### RECORDS FOR THE TASK ###

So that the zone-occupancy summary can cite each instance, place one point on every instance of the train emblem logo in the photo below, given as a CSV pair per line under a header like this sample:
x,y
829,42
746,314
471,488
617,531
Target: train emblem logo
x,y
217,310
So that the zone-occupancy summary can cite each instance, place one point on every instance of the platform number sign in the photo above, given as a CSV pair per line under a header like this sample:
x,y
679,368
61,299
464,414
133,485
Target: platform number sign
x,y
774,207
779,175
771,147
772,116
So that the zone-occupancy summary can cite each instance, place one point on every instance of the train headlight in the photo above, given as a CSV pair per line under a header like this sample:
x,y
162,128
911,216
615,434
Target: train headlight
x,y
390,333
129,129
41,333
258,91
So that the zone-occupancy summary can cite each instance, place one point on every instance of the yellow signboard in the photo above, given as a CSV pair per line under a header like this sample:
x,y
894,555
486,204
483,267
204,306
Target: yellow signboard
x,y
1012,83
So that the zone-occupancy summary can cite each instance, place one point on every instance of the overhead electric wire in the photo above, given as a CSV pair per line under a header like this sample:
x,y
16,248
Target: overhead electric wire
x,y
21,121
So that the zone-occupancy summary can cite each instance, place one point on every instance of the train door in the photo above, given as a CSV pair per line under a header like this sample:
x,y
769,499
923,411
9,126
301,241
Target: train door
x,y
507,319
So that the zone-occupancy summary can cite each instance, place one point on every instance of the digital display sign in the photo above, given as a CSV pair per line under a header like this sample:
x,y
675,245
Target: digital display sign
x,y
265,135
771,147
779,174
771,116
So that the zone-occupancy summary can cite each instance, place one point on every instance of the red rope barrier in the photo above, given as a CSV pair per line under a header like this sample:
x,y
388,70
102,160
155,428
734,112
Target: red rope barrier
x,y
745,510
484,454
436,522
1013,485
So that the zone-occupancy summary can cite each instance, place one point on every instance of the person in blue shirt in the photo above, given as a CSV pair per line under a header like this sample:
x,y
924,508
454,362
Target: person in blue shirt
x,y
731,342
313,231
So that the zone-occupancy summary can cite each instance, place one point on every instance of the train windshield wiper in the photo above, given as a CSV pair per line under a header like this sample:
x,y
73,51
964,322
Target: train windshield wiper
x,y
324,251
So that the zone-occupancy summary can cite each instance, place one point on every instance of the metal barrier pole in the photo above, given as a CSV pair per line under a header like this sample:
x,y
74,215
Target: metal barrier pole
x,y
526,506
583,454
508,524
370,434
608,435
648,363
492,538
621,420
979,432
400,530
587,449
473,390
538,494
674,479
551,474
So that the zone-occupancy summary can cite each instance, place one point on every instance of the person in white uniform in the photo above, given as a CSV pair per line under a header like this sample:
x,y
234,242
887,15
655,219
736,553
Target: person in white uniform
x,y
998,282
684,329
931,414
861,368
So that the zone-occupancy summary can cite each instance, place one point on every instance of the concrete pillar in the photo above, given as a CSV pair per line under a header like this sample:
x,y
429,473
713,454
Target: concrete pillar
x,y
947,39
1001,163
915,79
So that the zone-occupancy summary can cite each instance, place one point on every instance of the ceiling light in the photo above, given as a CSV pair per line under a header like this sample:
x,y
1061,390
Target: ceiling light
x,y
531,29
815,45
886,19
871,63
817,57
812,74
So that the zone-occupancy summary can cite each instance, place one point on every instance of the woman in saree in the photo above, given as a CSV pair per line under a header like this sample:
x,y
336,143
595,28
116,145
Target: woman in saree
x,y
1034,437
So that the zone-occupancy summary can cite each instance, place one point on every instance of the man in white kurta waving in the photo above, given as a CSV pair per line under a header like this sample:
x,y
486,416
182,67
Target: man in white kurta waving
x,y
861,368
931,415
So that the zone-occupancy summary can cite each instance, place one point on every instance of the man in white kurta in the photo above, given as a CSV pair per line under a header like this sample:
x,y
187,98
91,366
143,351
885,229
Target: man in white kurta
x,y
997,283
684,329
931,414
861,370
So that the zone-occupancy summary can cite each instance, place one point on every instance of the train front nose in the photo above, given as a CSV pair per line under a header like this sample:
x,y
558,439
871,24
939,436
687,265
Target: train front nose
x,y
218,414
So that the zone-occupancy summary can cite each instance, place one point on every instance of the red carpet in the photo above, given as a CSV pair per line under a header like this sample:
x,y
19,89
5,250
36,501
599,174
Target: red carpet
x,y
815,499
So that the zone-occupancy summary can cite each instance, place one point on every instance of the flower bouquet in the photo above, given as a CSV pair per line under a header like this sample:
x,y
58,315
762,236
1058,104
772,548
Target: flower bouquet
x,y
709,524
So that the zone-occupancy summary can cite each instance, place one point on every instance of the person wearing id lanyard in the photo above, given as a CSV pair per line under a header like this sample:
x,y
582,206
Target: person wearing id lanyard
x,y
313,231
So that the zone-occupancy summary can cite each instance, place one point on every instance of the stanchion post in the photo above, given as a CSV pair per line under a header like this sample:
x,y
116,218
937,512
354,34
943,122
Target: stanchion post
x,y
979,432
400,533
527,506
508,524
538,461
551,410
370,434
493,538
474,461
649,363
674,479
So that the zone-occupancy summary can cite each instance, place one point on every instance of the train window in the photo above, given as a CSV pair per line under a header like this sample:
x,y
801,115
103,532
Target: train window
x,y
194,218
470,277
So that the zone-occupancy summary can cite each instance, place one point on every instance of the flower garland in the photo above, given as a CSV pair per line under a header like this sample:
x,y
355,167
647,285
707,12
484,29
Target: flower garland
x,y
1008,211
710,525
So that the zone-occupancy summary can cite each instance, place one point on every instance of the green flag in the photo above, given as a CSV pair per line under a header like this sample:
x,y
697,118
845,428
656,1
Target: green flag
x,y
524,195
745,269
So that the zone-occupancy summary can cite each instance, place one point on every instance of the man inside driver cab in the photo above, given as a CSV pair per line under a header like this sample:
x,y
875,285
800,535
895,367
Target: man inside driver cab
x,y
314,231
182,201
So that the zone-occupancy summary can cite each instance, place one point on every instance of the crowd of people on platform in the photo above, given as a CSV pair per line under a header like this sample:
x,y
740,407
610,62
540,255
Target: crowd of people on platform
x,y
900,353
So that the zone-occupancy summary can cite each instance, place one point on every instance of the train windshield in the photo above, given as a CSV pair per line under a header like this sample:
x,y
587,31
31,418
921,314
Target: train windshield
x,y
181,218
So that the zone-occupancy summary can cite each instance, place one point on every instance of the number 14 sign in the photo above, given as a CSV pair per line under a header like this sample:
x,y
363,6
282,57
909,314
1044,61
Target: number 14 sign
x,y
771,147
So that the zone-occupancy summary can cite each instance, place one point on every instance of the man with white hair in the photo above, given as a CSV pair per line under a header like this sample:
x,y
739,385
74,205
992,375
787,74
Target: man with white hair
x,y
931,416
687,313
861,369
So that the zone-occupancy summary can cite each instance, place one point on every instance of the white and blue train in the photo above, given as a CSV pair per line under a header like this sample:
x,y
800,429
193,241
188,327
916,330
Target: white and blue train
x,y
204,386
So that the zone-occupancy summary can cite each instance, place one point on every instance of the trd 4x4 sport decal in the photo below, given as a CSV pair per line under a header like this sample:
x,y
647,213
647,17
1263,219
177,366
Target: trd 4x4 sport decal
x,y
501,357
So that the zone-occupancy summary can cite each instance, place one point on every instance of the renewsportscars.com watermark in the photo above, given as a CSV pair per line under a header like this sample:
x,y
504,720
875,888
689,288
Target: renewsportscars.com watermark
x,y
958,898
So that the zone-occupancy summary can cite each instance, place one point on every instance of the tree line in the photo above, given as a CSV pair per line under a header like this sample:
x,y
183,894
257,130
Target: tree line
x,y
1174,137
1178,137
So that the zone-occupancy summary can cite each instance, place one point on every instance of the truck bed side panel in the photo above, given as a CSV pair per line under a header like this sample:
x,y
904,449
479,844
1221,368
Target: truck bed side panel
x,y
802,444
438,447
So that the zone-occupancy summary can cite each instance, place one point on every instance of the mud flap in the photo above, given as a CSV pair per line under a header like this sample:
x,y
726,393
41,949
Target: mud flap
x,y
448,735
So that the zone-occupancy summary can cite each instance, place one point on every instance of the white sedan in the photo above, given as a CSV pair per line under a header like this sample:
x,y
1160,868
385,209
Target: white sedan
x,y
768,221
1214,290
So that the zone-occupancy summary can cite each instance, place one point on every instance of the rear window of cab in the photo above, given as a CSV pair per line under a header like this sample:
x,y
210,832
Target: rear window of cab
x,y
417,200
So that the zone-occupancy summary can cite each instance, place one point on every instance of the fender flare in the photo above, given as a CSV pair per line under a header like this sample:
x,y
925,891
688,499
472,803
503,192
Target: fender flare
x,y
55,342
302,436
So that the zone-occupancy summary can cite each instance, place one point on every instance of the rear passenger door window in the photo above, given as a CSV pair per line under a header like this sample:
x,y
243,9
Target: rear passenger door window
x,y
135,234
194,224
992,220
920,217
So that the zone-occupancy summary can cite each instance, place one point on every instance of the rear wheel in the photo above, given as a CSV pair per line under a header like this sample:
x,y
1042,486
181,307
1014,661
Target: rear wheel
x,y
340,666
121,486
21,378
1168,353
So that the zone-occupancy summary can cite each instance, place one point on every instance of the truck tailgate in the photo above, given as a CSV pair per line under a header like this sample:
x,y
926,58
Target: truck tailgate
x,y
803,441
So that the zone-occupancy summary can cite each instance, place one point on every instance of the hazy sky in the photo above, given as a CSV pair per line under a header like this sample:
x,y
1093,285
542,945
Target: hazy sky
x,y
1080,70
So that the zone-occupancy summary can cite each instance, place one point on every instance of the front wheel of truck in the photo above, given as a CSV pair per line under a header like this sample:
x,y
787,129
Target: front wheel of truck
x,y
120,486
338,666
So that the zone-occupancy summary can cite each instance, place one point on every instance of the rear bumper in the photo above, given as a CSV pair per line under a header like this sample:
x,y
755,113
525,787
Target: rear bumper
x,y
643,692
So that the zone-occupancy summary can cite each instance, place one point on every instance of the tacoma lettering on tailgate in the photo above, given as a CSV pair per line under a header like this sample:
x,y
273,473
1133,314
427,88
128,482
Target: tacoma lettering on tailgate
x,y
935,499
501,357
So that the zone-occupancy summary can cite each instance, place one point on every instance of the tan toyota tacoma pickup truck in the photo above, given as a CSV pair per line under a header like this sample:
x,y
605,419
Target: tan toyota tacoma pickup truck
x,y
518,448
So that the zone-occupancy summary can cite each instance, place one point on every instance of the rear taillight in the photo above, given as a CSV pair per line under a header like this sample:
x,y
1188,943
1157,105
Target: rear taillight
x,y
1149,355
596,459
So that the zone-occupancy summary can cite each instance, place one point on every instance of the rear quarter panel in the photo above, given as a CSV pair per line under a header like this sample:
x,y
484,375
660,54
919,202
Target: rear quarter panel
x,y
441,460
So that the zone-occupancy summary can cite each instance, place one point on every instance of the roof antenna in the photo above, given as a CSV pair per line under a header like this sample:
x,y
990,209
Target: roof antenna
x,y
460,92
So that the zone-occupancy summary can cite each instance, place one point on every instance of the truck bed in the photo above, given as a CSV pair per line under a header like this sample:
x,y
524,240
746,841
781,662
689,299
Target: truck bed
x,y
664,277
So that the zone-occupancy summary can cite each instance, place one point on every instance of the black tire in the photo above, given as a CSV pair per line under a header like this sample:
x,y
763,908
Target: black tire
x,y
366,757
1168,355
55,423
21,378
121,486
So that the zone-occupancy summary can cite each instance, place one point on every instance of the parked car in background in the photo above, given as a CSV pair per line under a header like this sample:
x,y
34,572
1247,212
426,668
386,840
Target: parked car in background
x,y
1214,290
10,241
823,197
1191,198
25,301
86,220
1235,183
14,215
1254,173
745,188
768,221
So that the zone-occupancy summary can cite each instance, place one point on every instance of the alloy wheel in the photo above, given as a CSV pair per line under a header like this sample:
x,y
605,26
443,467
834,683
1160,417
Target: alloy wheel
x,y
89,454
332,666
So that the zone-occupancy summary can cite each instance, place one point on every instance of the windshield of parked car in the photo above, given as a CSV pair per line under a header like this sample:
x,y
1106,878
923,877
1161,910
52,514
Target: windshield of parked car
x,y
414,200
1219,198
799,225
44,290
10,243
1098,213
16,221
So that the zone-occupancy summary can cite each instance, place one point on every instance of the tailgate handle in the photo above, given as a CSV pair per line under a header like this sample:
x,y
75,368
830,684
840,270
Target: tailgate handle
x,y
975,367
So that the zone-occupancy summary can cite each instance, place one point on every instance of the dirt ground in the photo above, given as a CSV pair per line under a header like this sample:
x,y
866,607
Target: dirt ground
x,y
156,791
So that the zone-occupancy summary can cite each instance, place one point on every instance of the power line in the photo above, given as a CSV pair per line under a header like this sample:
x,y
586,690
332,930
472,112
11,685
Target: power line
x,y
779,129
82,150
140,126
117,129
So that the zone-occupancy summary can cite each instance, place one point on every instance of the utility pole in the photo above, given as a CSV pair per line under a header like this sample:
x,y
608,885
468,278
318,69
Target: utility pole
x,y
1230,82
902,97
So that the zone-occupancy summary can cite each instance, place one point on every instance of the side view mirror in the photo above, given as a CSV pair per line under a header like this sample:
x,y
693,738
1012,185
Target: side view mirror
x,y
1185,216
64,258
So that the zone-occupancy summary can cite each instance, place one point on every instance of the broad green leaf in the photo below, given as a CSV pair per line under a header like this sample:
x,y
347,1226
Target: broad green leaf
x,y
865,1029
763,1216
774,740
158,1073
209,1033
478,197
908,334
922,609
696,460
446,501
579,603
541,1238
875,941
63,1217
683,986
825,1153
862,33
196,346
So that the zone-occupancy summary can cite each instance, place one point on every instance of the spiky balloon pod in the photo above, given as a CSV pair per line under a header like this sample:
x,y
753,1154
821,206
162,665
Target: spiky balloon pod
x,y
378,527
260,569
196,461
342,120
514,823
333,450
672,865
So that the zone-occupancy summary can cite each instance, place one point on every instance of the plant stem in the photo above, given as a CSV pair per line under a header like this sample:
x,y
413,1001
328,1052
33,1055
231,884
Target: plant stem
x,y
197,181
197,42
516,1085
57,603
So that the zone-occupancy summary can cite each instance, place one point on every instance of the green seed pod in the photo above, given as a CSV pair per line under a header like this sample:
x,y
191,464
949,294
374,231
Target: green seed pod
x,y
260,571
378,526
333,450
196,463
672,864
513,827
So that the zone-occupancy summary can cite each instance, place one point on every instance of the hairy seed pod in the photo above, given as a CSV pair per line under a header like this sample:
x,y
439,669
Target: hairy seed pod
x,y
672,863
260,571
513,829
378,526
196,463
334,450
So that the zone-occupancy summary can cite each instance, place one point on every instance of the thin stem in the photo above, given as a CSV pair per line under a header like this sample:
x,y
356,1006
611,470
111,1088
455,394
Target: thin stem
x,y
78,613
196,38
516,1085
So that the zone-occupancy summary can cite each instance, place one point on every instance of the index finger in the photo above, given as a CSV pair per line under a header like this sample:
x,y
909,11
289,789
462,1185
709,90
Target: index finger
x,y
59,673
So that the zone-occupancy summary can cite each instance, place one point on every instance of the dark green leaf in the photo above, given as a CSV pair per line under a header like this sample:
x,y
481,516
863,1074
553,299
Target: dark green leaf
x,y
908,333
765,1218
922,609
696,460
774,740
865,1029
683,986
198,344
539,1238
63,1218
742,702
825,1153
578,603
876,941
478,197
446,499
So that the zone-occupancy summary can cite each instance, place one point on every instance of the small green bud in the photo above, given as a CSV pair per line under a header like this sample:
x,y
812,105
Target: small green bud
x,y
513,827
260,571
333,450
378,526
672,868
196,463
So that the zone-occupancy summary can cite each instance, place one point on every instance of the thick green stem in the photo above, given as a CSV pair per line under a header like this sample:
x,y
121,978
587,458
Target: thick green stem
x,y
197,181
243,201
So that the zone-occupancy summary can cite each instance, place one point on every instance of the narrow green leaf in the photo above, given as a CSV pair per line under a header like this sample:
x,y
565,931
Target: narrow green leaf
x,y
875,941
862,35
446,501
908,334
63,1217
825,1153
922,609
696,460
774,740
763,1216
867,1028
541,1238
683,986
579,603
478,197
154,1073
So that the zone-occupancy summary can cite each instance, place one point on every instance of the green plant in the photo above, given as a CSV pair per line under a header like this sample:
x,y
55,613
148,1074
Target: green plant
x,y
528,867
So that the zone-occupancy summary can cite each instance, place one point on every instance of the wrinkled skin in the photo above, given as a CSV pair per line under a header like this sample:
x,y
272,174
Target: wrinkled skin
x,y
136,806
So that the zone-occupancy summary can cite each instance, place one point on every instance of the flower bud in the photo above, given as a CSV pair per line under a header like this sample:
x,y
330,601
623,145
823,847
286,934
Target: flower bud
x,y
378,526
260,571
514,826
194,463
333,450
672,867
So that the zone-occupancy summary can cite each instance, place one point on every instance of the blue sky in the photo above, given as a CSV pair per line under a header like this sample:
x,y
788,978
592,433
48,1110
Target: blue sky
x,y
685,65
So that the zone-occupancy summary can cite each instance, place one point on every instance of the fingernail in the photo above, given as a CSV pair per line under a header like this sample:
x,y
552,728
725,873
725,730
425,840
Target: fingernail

###

» DIRECTIVE
Take the lines from the one containing "the green plant" to the last line of the material above and write them out exactly.

» SOLUTION FOR THIS EXERCISE
So that the zone-occupancy summary can cite each instance, place one point on every instance of the green plant in the photo above, given as a CSV pair per line under a header like this sample:
x,y
55,613
148,1074
Target: green plant
x,y
528,867
So that the zone-occupancy summary can cite each instance, place one point on every instance of the wrinkled skin in the photo above, given as a CSV pair per line under a header like this sample:
x,y
272,174
Target: wrinkled skin
x,y
136,806
So that the zone-occupancy summary can cite each instance, place one point on every instance of the flower bud in the photo above, given as a CSV pair per line under a header like this sample:
x,y
330,601
623,145
823,847
286,934
Target: flower bud
x,y
378,526
260,571
514,826
194,463
333,450
672,867
So that the zone-occupancy summary can cite each instance, place one point on every instance of the blue sky in the photo above, given as a CSV pair per line under a header like this sample:
x,y
788,978
592,433
48,1110
Target: blue sky
x,y
685,65
So that the zone-occupancy summary can cite each instance, place one point on every instance of the fingernail in the photo above, given as a CSV pair per line under a header like this sample:
x,y
552,728
725,873
725,730
425,840
Target: fingernail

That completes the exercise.